Today, Monday, January 20, 2025, Donald Trump will begin a second four-year term as U.S. president after securing a victory in the November 2024 elections.
Having held that position from 2016 to 2020, Trump is no stranger to the White House, but his return marks a critical juncture for global markets and the technology ecosystem, particularly in Africa.
His previous administration was characterised by significant shifts in U.S. domestic and foreign policies, which included the biggest corporate tax cuts in U.S. history, stringent immigration policies, and scepticism about climate change. These elements have the potential to shape the opportunities and challenges facing African startups.
Ahead of his inauguration, Techpoint Africa spoke to venture capitalists and startup founders to gauge their thoughts and expectations for the tech ecosystem.
Immigration policies could limit US-Africa collaboration
Immigration has been a cornerstone of Trump’s political agenda. During his first term, his administration imposed tough restrictions, including a temporary ban on H-1B visas. This time, while Trump has indicated support for skilled immigration, telling the New York Post that he is "a believer in H-1B," his broader stance on immigration suggests a focus on limiting pathways for both legal and illegal migration.

> **GOAL 1**: Reproduce the stretch of the article on Trump's return and African tech from "Today, Monday, January" through "particularly in Africa." word for word.
> **GOAL 2**: Select each line in the records below that contains the string "jersey", and copy those lines.

> **RECORDS FOR PROCESSING**:
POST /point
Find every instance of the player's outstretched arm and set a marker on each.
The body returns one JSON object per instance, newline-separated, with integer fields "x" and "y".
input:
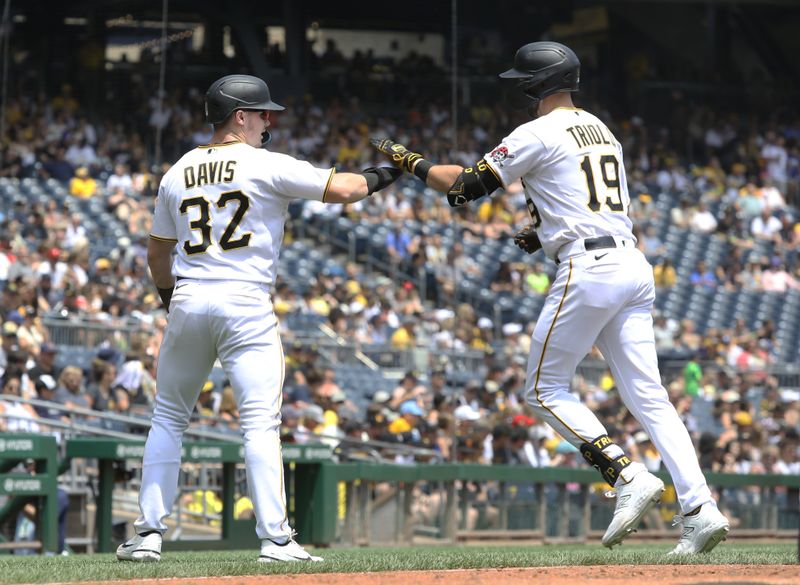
{"x": 352, "y": 187}
{"x": 159, "y": 259}
{"x": 461, "y": 185}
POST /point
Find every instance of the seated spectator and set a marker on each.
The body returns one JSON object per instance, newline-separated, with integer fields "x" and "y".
{"x": 46, "y": 391}
{"x": 703, "y": 276}
{"x": 653, "y": 246}
{"x": 120, "y": 181}
{"x": 664, "y": 274}
{"x": 681, "y": 216}
{"x": 766, "y": 226}
{"x": 44, "y": 363}
{"x": 405, "y": 336}
{"x": 18, "y": 417}
{"x": 71, "y": 391}
{"x": 777, "y": 279}
{"x": 703, "y": 220}
{"x": 105, "y": 397}
{"x": 82, "y": 185}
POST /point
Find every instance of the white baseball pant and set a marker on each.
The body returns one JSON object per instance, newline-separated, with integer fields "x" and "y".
{"x": 232, "y": 320}
{"x": 605, "y": 297}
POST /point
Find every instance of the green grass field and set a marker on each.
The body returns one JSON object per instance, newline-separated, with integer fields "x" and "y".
{"x": 208, "y": 564}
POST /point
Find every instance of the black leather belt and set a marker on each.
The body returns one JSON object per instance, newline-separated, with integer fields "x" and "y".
{"x": 598, "y": 243}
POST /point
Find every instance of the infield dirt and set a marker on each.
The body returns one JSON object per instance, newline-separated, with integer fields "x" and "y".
{"x": 593, "y": 575}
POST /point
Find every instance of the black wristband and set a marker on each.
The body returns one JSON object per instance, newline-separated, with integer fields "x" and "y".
{"x": 372, "y": 180}
{"x": 422, "y": 168}
{"x": 166, "y": 295}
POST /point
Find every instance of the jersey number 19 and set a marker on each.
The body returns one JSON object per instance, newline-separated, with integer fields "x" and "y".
{"x": 610, "y": 189}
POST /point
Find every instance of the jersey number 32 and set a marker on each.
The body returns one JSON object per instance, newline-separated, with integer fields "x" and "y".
{"x": 609, "y": 190}
{"x": 203, "y": 223}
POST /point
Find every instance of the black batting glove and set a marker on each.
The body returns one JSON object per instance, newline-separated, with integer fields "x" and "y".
{"x": 380, "y": 177}
{"x": 397, "y": 153}
{"x": 528, "y": 240}
{"x": 166, "y": 296}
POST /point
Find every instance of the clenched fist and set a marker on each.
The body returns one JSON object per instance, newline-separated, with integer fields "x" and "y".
{"x": 397, "y": 153}
{"x": 527, "y": 239}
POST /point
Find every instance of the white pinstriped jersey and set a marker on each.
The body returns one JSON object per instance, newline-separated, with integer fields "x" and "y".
{"x": 572, "y": 170}
{"x": 225, "y": 205}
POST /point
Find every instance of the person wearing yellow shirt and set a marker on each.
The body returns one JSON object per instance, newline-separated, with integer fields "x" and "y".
{"x": 664, "y": 274}
{"x": 406, "y": 423}
{"x": 404, "y": 337}
{"x": 82, "y": 185}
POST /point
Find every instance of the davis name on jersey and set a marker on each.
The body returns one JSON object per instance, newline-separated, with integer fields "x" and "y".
{"x": 225, "y": 206}
{"x": 573, "y": 173}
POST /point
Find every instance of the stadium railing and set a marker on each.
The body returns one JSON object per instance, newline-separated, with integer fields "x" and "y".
{"x": 86, "y": 333}
{"x": 458, "y": 502}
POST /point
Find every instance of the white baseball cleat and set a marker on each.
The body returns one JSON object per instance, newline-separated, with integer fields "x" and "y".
{"x": 634, "y": 499}
{"x": 289, "y": 551}
{"x": 701, "y": 532}
{"x": 142, "y": 548}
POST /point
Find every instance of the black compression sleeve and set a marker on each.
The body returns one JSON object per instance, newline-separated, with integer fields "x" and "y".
{"x": 422, "y": 168}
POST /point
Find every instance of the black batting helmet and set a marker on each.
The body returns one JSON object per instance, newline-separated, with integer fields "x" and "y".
{"x": 237, "y": 92}
{"x": 544, "y": 68}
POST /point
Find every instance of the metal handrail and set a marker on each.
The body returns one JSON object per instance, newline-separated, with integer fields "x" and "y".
{"x": 70, "y": 426}
{"x": 236, "y": 439}
{"x": 145, "y": 423}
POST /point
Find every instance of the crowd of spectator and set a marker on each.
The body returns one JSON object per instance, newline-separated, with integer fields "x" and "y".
{"x": 745, "y": 169}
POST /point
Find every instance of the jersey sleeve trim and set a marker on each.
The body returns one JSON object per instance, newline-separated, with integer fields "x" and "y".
{"x": 163, "y": 239}
{"x": 496, "y": 175}
{"x": 218, "y": 144}
{"x": 328, "y": 184}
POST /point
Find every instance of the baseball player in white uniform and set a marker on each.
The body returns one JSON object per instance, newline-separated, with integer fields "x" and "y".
{"x": 572, "y": 170}
{"x": 222, "y": 208}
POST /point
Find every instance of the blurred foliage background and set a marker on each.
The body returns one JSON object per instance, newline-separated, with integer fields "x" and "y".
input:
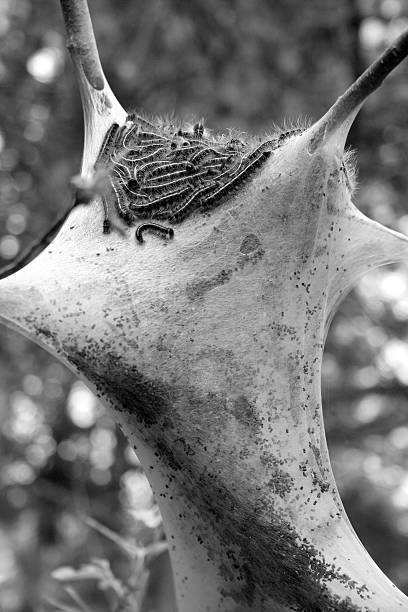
{"x": 65, "y": 470}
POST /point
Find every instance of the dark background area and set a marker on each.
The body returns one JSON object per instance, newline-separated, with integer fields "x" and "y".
{"x": 244, "y": 64}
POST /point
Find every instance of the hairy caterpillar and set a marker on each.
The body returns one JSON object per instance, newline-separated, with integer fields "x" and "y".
{"x": 161, "y": 171}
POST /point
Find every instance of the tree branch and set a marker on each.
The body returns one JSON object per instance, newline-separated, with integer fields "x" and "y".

> **FINISHED ANSWER 1**:
Today, Monday, January 20, 2025, Donald Trump will begin a second four-year term as U.S. president after securing a victory in the November 2024 elections.
Having held that position from 2016 to 2020, Trump is no stranger to the White House, but his return marks a critical juncture for global markets and the technology ecosystem, particularly in Africa.

> **FINISHED ANSWER 2**:
Find every instance of the jersey number 19 and set a marker on each.
Find every instance of the jersey number 32 and set a marker on each.
Find every instance of the white pinstriped jersey and set a marker on each.
Find every instance of the davis name on jersey and set a marker on each.
Find every instance of the jersey sleeve trim and set a marker on each.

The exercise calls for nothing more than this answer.